WHAT IS BEING ASKED —
Reproduce the material below word for word, leaving out the pictures.

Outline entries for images
+ + + + +

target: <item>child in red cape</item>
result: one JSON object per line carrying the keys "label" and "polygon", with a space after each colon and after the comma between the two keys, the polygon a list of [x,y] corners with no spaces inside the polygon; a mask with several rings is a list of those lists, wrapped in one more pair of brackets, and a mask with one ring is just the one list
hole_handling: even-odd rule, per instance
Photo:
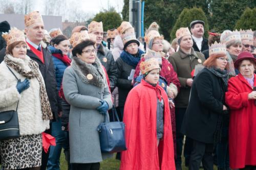
{"label": "child in red cape", "polygon": [[122,152],[120,170],[175,169],[169,101],[158,83],[159,65],[153,58],[140,68],[144,79],[124,106],[127,149]]}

+ + + + +

TASK SOLUTION —
target: <item>child in red cape</item>
result: one JSON object per line carrying the keys "label" and "polygon", with a space after each colon and after the comma between the two keys, the polygon a list of [x,y] corners with no spaces inside the polygon; a mask with several rings is a list of those lists, wrapped in one more pair of brackets, and a mask with one ring is just the one list
hole_handling: even-odd rule, per instance
Photo:
{"label": "child in red cape", "polygon": [[122,152],[120,170],[175,169],[169,101],[158,83],[159,65],[153,58],[140,68],[144,79],[124,106],[127,149]]}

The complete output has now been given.